Provided text:
○ ○ ○ ○ ○

German speedway rider

Klaus Lausch (born 19 February 1964) is a German former motorcycle rider. He competed in speedway and longtrack racing. He reached seven World Longtrack world championship finals and earned 27 international caps for the West German national speedway team and two caps for the German national speedway team.

== Career ==
Lausch began his career at AC Landshut and reached the final of the 1982 European U21 Championship. Lausch helped Landshut win two West German Team Championships in 1982 and 1984 respectively.

Oxford Cheetahs had returned to the British League in 1984 and had signed Hans Nielsen for a record £30,000, Simon Wigg for £25,000, Marvyn Cox, Melvyn Taylor and Jens Rasmussen. Following an injury to Taylor, the Cheetahs moved to sign Lausch as a replacement and his career took off afterwards. The following season in 1985, he was part of the Oxford team that won the treble of league, Knockout Cup and Midland Cup despite breaking his collarbone during the season.

After returning to Germany in 1986, Lausch won another West German title and surprisingly made the decision not to return to British speedway, despite a demand from British clubs existing. He won his first German Individual Championship in 1988.

Lausch secured three consecutive German titles by winning both the 1989 and 1990 editions of the championship. He joined MSC Diedenbergen in 1990 and had a season in Poland riding for Stal Gorzów Wielkopolski in 1991.

Alongside conventional speedway, Lausch was successful in longtrack and would reach seven world finals, including winning a silver medal in 1988. Additionally, he won the 1986 West German Longtrack Championship.

○ ○ ○ ○ ○

Prompt 1: According to the Klaus Lausch article, in what year did Lausch win his first German Individual Championship?
Prompt 2: List every rider the Klaus Lausch article names as signed by Oxford Cheetahs on their return to the British League in 1984, not counting Lausch.

Recorded information:
○ ○ ○ ○ ○

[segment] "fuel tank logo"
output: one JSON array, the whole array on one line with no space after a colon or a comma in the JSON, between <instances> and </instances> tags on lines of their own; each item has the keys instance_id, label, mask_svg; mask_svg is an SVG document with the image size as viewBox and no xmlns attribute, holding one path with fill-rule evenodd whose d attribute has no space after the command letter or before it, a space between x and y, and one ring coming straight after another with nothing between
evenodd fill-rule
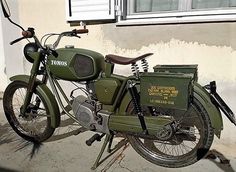
<instances>
[{"instance_id":1,"label":"fuel tank logo","mask_svg":"<svg viewBox=\"0 0 236 172\"><path fill-rule=\"evenodd\" d=\"M51 60L51 65L67 66L67 61Z\"/></svg>"}]
</instances>

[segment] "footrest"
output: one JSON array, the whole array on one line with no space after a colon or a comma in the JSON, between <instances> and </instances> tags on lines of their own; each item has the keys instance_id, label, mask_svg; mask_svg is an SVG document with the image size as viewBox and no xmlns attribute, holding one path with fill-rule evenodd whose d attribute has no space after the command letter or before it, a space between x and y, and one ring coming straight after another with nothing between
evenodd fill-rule
<instances>
[{"instance_id":1,"label":"footrest","mask_svg":"<svg viewBox=\"0 0 236 172\"><path fill-rule=\"evenodd\" d=\"M102 137L105 136L105 134L94 134L90 139L86 140L86 145L87 146L91 146L93 144L93 142L95 141L101 141Z\"/></svg>"},{"instance_id":2,"label":"footrest","mask_svg":"<svg viewBox=\"0 0 236 172\"><path fill-rule=\"evenodd\" d=\"M204 86L205 89L210 91L211 101L224 112L228 119L236 125L235 115L229 106L224 102L220 95L216 92L216 82L212 81L209 85Z\"/></svg>"}]
</instances>

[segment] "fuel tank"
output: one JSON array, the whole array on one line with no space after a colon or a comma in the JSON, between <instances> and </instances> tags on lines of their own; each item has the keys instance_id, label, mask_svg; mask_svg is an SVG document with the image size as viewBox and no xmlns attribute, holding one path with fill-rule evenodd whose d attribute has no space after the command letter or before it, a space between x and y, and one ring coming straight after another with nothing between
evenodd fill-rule
<instances>
[{"instance_id":1,"label":"fuel tank","mask_svg":"<svg viewBox=\"0 0 236 172\"><path fill-rule=\"evenodd\" d=\"M96 79L104 69L104 56L95 51L81 48L57 49L58 57L50 55L48 66L51 74L68 81Z\"/></svg>"}]
</instances>

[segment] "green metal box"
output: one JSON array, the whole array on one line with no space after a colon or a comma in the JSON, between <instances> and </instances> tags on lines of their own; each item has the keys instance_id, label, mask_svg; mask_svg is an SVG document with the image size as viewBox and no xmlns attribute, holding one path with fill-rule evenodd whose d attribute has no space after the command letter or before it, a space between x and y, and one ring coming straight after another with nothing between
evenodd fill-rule
<instances>
[{"instance_id":1,"label":"green metal box","mask_svg":"<svg viewBox=\"0 0 236 172\"><path fill-rule=\"evenodd\" d=\"M140 76L141 105L187 110L192 100L193 75L143 73Z\"/></svg>"},{"instance_id":2,"label":"green metal box","mask_svg":"<svg viewBox=\"0 0 236 172\"><path fill-rule=\"evenodd\" d=\"M154 72L170 73L190 73L193 74L194 81L198 80L198 65L156 65L153 67Z\"/></svg>"}]
</instances>

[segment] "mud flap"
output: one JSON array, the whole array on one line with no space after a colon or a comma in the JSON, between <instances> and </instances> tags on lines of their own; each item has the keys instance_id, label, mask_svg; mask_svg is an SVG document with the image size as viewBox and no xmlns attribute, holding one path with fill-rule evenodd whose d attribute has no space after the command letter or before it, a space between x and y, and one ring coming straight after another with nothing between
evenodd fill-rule
<instances>
[{"instance_id":1,"label":"mud flap","mask_svg":"<svg viewBox=\"0 0 236 172\"><path fill-rule=\"evenodd\" d=\"M236 125L234 113L216 92L216 82L212 81L209 85L204 86L204 88L210 93L212 103L217 106L234 125Z\"/></svg>"}]
</instances>

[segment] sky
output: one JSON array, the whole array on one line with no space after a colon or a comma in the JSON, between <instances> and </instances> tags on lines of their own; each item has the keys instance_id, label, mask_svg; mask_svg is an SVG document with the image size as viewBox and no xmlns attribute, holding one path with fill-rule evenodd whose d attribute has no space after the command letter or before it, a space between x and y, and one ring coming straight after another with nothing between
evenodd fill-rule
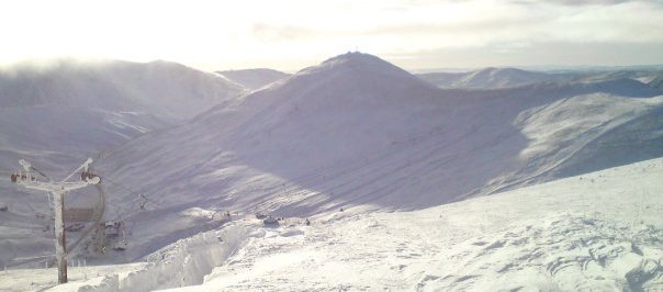
<instances>
[{"instance_id":1,"label":"sky","mask_svg":"<svg viewBox=\"0 0 663 292\"><path fill-rule=\"evenodd\" d=\"M348 50L406 69L663 64L663 0L0 2L0 64L164 59L293 71Z\"/></svg>"}]
</instances>

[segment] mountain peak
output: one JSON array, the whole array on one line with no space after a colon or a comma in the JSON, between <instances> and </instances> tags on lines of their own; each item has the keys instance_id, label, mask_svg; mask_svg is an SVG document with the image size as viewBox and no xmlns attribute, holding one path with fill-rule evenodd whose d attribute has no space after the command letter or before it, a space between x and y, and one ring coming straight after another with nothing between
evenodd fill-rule
<instances>
[{"instance_id":1,"label":"mountain peak","mask_svg":"<svg viewBox=\"0 0 663 292\"><path fill-rule=\"evenodd\" d=\"M305 68L296 74L296 76L329 76L329 75L372 75L382 76L390 78L401 78L403 80L409 79L416 82L423 82L417 77L413 76L408 71L401 69L400 67L381 59L374 55L348 52L336 57L332 57L322 64L313 67ZM425 83L428 86L427 83Z\"/></svg>"}]
</instances>

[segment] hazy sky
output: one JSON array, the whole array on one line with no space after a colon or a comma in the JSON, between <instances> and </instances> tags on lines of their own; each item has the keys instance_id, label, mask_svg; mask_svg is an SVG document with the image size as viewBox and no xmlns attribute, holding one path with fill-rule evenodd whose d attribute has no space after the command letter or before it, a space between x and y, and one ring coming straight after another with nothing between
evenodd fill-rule
<instances>
[{"instance_id":1,"label":"hazy sky","mask_svg":"<svg viewBox=\"0 0 663 292\"><path fill-rule=\"evenodd\" d=\"M294 70L663 64L663 0L3 1L0 64L75 57Z\"/></svg>"}]
</instances>

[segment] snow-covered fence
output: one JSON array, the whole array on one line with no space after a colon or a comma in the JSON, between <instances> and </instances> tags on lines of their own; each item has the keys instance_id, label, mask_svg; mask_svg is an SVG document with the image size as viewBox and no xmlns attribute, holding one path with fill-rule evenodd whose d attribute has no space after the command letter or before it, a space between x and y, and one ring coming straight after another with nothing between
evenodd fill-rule
<instances>
[{"instance_id":1,"label":"snow-covered fence","mask_svg":"<svg viewBox=\"0 0 663 292\"><path fill-rule=\"evenodd\" d=\"M149 263L142 270L125 277L92 279L78 291L153 291L201 284L204 277L221 266L247 236L248 228L241 224L200 233L147 256Z\"/></svg>"}]
</instances>

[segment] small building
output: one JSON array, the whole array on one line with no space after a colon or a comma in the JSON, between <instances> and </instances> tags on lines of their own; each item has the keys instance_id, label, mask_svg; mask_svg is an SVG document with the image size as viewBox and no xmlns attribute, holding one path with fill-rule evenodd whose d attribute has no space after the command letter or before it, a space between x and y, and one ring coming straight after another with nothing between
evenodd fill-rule
<instances>
[{"instance_id":1,"label":"small building","mask_svg":"<svg viewBox=\"0 0 663 292\"><path fill-rule=\"evenodd\" d=\"M109 221L103 224L103 234L106 237L120 236L120 229L122 228L122 222Z\"/></svg>"},{"instance_id":2,"label":"small building","mask_svg":"<svg viewBox=\"0 0 663 292\"><path fill-rule=\"evenodd\" d=\"M63 217L65 222L91 222L94 215L93 207L68 207Z\"/></svg>"}]
</instances>

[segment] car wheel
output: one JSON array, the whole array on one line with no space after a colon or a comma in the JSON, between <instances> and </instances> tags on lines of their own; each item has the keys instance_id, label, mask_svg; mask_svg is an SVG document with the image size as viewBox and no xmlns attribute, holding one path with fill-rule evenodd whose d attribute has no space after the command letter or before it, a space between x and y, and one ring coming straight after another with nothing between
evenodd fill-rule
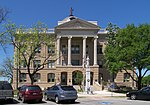
<instances>
[{"instance_id":1,"label":"car wheel","mask_svg":"<svg viewBox=\"0 0 150 105\"><path fill-rule=\"evenodd\" d=\"M59 98L58 96L55 97L55 102L58 104L59 103Z\"/></svg>"},{"instance_id":2,"label":"car wheel","mask_svg":"<svg viewBox=\"0 0 150 105\"><path fill-rule=\"evenodd\" d=\"M44 100L45 100L45 101L48 101L48 100L49 100L48 97L47 97L47 94L44 95Z\"/></svg>"},{"instance_id":3,"label":"car wheel","mask_svg":"<svg viewBox=\"0 0 150 105\"><path fill-rule=\"evenodd\" d=\"M75 100L71 100L71 103L75 103Z\"/></svg>"},{"instance_id":4,"label":"car wheel","mask_svg":"<svg viewBox=\"0 0 150 105\"><path fill-rule=\"evenodd\" d=\"M22 101L22 103L25 103L25 102L26 102L26 100L25 100L24 96L22 96L21 101Z\"/></svg>"},{"instance_id":5,"label":"car wheel","mask_svg":"<svg viewBox=\"0 0 150 105\"><path fill-rule=\"evenodd\" d=\"M135 100L135 99L136 99L136 95L135 95L135 94L132 94L131 97L130 97L130 99L131 99L131 100Z\"/></svg>"},{"instance_id":6,"label":"car wheel","mask_svg":"<svg viewBox=\"0 0 150 105\"><path fill-rule=\"evenodd\" d=\"M21 98L20 98L19 94L17 94L17 100L21 100Z\"/></svg>"}]
</instances>

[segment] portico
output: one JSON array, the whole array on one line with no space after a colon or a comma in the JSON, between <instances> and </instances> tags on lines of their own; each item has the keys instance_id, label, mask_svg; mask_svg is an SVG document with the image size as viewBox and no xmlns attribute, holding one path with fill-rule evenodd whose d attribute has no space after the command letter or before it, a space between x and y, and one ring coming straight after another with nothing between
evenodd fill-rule
<instances>
[{"instance_id":1,"label":"portico","mask_svg":"<svg viewBox=\"0 0 150 105\"><path fill-rule=\"evenodd\" d=\"M61 36L58 36L57 37L57 55L58 55L58 59L57 59L57 65L61 65L60 64L60 60L61 60L61 57L60 57L60 52L61 52L61 50L60 50L60 40L61 40L61 38L63 38L63 37L61 37ZM73 37L72 36L69 36L69 37L66 37L67 38L67 43L66 43L66 45L67 45L67 57L68 57L68 59L67 59L67 65L68 66L71 66L72 64L71 64L71 41L73 40ZM86 46L87 46L87 44L86 44L86 40L87 40L87 36L81 36L81 37L78 37L78 38L80 38L80 39L82 39L82 43L83 43L83 45L82 45L82 58L83 58L83 62L82 62L82 65L84 65L84 63L85 63L85 58L86 58L86 56L87 56L87 54L86 54ZM93 48L93 51L94 51L94 59L93 59L93 65L97 65L97 36L95 36L95 37L89 37L89 38L92 38L94 41L93 41L93 44L94 44L94 48ZM92 49L91 49L92 50Z\"/></svg>"}]
</instances>

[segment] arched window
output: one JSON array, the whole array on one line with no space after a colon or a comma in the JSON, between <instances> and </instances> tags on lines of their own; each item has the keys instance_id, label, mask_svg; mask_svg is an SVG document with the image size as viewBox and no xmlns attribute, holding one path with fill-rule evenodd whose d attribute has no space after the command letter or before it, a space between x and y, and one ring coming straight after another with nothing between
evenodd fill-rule
<instances>
[{"instance_id":1,"label":"arched window","mask_svg":"<svg viewBox=\"0 0 150 105\"><path fill-rule=\"evenodd\" d=\"M47 82L55 82L55 74L54 73L49 73L47 75Z\"/></svg>"},{"instance_id":2,"label":"arched window","mask_svg":"<svg viewBox=\"0 0 150 105\"><path fill-rule=\"evenodd\" d=\"M81 71L72 72L72 84L81 85L83 81L83 74Z\"/></svg>"}]
</instances>

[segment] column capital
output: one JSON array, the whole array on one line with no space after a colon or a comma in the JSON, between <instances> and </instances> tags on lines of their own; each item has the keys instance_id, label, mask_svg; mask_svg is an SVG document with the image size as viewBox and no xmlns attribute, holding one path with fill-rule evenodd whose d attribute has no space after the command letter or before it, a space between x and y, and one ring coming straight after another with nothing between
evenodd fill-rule
<instances>
[{"instance_id":1,"label":"column capital","mask_svg":"<svg viewBox=\"0 0 150 105\"><path fill-rule=\"evenodd\" d=\"M57 36L57 39L60 39L61 38L61 36Z\"/></svg>"},{"instance_id":2,"label":"column capital","mask_svg":"<svg viewBox=\"0 0 150 105\"><path fill-rule=\"evenodd\" d=\"M97 39L98 38L98 36L94 36L94 39Z\"/></svg>"},{"instance_id":3,"label":"column capital","mask_svg":"<svg viewBox=\"0 0 150 105\"><path fill-rule=\"evenodd\" d=\"M72 38L72 36L68 36L68 39L71 39Z\"/></svg>"},{"instance_id":4,"label":"column capital","mask_svg":"<svg viewBox=\"0 0 150 105\"><path fill-rule=\"evenodd\" d=\"M83 36L83 39L86 39L87 38L87 36Z\"/></svg>"}]
</instances>

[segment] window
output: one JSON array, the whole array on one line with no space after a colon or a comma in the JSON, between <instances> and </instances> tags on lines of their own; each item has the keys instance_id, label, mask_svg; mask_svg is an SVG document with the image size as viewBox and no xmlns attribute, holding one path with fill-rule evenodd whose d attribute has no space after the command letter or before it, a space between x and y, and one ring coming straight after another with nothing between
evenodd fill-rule
<instances>
[{"instance_id":1,"label":"window","mask_svg":"<svg viewBox=\"0 0 150 105\"><path fill-rule=\"evenodd\" d=\"M34 68L40 68L41 66L41 60L34 60L33 61L33 67Z\"/></svg>"},{"instance_id":2,"label":"window","mask_svg":"<svg viewBox=\"0 0 150 105\"><path fill-rule=\"evenodd\" d=\"M130 74L124 73L124 82L129 82L129 81L130 81Z\"/></svg>"},{"instance_id":3,"label":"window","mask_svg":"<svg viewBox=\"0 0 150 105\"><path fill-rule=\"evenodd\" d=\"M35 50L36 53L41 53L41 47L38 47L36 50Z\"/></svg>"},{"instance_id":4,"label":"window","mask_svg":"<svg viewBox=\"0 0 150 105\"><path fill-rule=\"evenodd\" d=\"M63 65L63 66L66 66L65 60L62 60L62 65Z\"/></svg>"},{"instance_id":5,"label":"window","mask_svg":"<svg viewBox=\"0 0 150 105\"><path fill-rule=\"evenodd\" d=\"M54 73L49 73L47 78L48 78L47 82L55 82L55 74Z\"/></svg>"},{"instance_id":6,"label":"window","mask_svg":"<svg viewBox=\"0 0 150 105\"><path fill-rule=\"evenodd\" d=\"M26 67L27 67L25 60L22 60L22 62L21 62L21 67L22 67L22 68L26 68Z\"/></svg>"},{"instance_id":7,"label":"window","mask_svg":"<svg viewBox=\"0 0 150 105\"><path fill-rule=\"evenodd\" d=\"M72 45L71 46L71 53L72 54L80 54L80 46L79 45Z\"/></svg>"},{"instance_id":8,"label":"window","mask_svg":"<svg viewBox=\"0 0 150 105\"><path fill-rule=\"evenodd\" d=\"M62 45L62 54L67 54L67 47L66 47L66 45Z\"/></svg>"},{"instance_id":9,"label":"window","mask_svg":"<svg viewBox=\"0 0 150 105\"><path fill-rule=\"evenodd\" d=\"M89 53L89 46L86 45L86 54L88 54L88 53Z\"/></svg>"},{"instance_id":10,"label":"window","mask_svg":"<svg viewBox=\"0 0 150 105\"><path fill-rule=\"evenodd\" d=\"M102 68L103 67L103 62L101 60L98 60L97 61L98 65L99 65L99 68Z\"/></svg>"},{"instance_id":11,"label":"window","mask_svg":"<svg viewBox=\"0 0 150 105\"><path fill-rule=\"evenodd\" d=\"M48 46L48 53L54 54L55 53L55 45Z\"/></svg>"},{"instance_id":12,"label":"window","mask_svg":"<svg viewBox=\"0 0 150 105\"><path fill-rule=\"evenodd\" d=\"M79 66L79 60L72 60L71 61L71 64L73 65L73 66Z\"/></svg>"},{"instance_id":13,"label":"window","mask_svg":"<svg viewBox=\"0 0 150 105\"><path fill-rule=\"evenodd\" d=\"M103 46L102 45L98 45L97 46L97 54L103 54Z\"/></svg>"},{"instance_id":14,"label":"window","mask_svg":"<svg viewBox=\"0 0 150 105\"><path fill-rule=\"evenodd\" d=\"M34 74L34 82L40 82L41 75L40 73Z\"/></svg>"},{"instance_id":15,"label":"window","mask_svg":"<svg viewBox=\"0 0 150 105\"><path fill-rule=\"evenodd\" d=\"M26 73L21 73L20 74L20 82L26 82L26 81L27 81Z\"/></svg>"},{"instance_id":16,"label":"window","mask_svg":"<svg viewBox=\"0 0 150 105\"><path fill-rule=\"evenodd\" d=\"M48 68L54 68L55 67L55 61L54 60L48 60Z\"/></svg>"}]
</instances>

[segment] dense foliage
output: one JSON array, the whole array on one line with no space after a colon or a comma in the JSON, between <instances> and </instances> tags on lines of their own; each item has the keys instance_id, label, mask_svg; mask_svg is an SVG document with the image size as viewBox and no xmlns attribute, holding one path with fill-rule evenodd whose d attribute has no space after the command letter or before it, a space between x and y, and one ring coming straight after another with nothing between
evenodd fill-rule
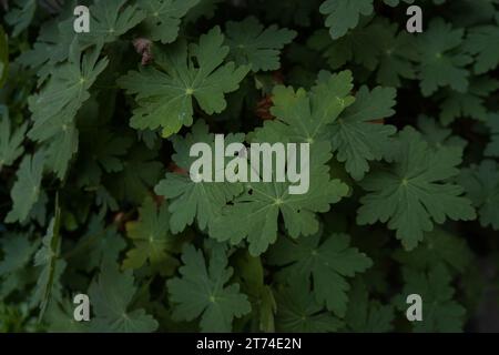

○ ○ ○ ○ ○

Response box 1: 1988

Response box 2: Hans Nielsen, Simon Wigg, Marvyn Cox, Melvyn Taylor, Jens Rasmussen